Task :: Extract the full set of records, then give each one again exactly.

Dataset items:
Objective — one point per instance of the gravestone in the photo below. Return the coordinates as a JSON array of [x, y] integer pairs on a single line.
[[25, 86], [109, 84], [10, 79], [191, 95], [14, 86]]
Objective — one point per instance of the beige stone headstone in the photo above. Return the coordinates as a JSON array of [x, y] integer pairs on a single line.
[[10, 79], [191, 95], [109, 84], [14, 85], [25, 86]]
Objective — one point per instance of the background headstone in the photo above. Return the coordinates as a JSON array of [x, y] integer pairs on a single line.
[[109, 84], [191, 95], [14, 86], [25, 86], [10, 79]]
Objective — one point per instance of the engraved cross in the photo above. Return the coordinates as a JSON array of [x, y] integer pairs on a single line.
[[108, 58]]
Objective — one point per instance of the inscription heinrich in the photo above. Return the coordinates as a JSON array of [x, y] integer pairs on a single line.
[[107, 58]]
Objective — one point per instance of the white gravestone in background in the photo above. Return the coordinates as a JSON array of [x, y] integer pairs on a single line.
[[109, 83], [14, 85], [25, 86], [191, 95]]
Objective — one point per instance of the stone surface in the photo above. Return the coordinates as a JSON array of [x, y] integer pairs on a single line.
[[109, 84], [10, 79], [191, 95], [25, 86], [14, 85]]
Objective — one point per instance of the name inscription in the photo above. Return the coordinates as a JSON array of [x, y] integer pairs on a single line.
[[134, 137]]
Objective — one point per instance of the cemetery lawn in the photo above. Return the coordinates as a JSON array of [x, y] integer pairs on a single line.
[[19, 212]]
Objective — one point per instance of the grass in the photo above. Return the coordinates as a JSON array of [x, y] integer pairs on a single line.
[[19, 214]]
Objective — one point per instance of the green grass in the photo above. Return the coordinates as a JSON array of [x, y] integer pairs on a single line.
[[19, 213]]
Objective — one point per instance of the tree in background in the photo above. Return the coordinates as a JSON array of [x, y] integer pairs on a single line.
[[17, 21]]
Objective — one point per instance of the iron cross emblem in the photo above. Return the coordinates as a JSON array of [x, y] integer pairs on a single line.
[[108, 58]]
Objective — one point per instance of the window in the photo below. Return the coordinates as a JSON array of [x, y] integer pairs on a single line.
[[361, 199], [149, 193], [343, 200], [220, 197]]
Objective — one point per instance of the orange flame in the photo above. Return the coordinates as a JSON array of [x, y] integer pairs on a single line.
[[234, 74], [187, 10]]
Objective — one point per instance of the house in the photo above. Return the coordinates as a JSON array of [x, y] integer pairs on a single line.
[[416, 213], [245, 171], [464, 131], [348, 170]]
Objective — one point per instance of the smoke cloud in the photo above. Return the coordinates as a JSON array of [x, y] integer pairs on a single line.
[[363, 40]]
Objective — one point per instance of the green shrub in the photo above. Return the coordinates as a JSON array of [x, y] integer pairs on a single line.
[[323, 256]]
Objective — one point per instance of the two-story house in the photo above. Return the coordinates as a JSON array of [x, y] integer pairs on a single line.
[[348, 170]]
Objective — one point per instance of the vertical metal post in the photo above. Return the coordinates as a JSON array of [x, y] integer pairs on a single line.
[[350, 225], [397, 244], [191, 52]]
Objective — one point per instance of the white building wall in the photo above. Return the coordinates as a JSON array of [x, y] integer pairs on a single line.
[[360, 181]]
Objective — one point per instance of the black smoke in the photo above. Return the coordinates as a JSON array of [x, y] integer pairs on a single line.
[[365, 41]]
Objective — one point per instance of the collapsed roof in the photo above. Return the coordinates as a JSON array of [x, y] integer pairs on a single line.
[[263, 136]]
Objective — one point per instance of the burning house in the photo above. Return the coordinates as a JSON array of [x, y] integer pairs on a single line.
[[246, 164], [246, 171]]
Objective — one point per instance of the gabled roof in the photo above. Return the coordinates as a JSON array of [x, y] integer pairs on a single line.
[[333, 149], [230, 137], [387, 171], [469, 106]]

Task solution ::
Objective — one point per instance of the gravestone in the photo below. Return the coordinates as a JSON array of [x, y] integer pairs on a single line.
[[25, 86], [109, 84], [10, 79], [191, 95], [14, 86]]
Objective — one point per instance of the beige stone headstone in the photo above. Return the coordinates as a JSON array of [x, y] integer pairs on a single line.
[[10, 79], [191, 95], [109, 84], [14, 85], [25, 86]]
Objective — one point per instance of the background headstone in the photo above. Return the coordinates as a JSON array of [x, y] integer pairs on a single line.
[[109, 84], [191, 95], [14, 86], [25, 86], [10, 79]]
Objective — one point per instance of the engraved cross in the photo above. Return the coordinates as a JSON array of [x, y] integer pairs on a single line.
[[108, 58]]
Objective — one point per instance of the inscription heinrich in the photo above. Return the coordinates as a JSON array of [x, y] integer pairs on a single line.
[[107, 58]]
Objective — one point per instance of the white gravestone in background in the photo above. Return the coordinates as a JSON array of [x, y] integer pairs on a single line.
[[109, 83], [14, 85], [25, 86], [191, 95]]
Objective — one point per instance of the stone surface in the photo above. Return the coordinates as a JSON array of [x, y] integer pairs on a single line.
[[109, 84], [10, 79], [191, 95], [25, 86], [14, 85]]
Objective — one point per instance of the name inscription in the photo above. Return the coordinates as a JSON array of [x, y] integer pairs on a single line.
[[134, 137]]
Objective — one point per instance of the cemetery lawn in the photo above. Return the coordinates as a JSON array of [x, y] integer pairs on a single line.
[[19, 212]]
Objective — one point per instance of the grass in the photo above. Return the coordinates as a JSON array of [x, y] integer pairs on a single line.
[[19, 214]]
Objective — one point per instance of the green grass in the photo above. Return the coordinates as a JSON array of [x, y] integer pairs on a single line.
[[19, 213]]
Objective — one point per instance of the tree in background in the photo above. Return the coordinates as a JSON array of [x, y] integer pairs on a single line.
[[17, 21]]
Objective — one point per instance of the iron cross emblem in the photo above. Return the coordinates as a JSON array of [x, y] integer pairs on a single line.
[[108, 58]]
Objective — one point per instance of the window in the photo below. Return the coordinates as a JSON array of [x, y] integer pairs on a single line.
[[361, 199], [149, 193], [343, 200], [220, 197]]
Objective — one point per instance of the orange flame in the photo above. Return the coordinates as a JSON array of [x, y] integer pairs on a single line.
[[234, 74], [187, 10]]
Objective — one point per instance of the house in the photo above. Return the coordinates as a JSON array of [x, y] integer pairs on a single line.
[[416, 213], [245, 171], [464, 131], [348, 170]]
Objective — one point per instance of the smoke cloud in the photo above. Return the coordinates as a JSON array of [x, y] integer pairs on a single line.
[[363, 40]]
Objective — one point per instance of the green shrub in the photo above. Return the coordinates as a JSON array of [x, y] integer pairs on a single line.
[[323, 256]]
Objective — one point per instance of the two-story house in the photo above. Return the coordinates as a JSON array of [x, y] integer pairs on a single line.
[[348, 170]]
Objective — one point per instance of the vertical metal post in the photo above. Return the coordinates as a JSON array of [x, y] integer pairs on a single line.
[[350, 225], [397, 244], [191, 52]]
Objective — one point per instance of the white building wall in the photo above. Return the coordinates as a JSON array of [x, y] integer pairs on a single line.
[[360, 181]]
Objective — one point per instance of the black smoke in the photo above. Return the coordinates as a JSON array of [x, y] integer pairs on a single line.
[[365, 41]]
Objective — one point per instance of the collapsed roof in the photo above. Return the coordinates as a JSON array of [x, y] integer pairs on a single line.
[[263, 136]]
Objective — one point per instance of the burning house in the photo above. Return the coordinates as a JSON array of [x, y] integer pairs on a single line.
[[246, 164], [246, 171]]
Objective — one point per instance of the gabled roof in the photo above. Return the coordinates as a JSON array of [x, y] integer pairs on a single line.
[[333, 149], [230, 137], [387, 171], [469, 106]]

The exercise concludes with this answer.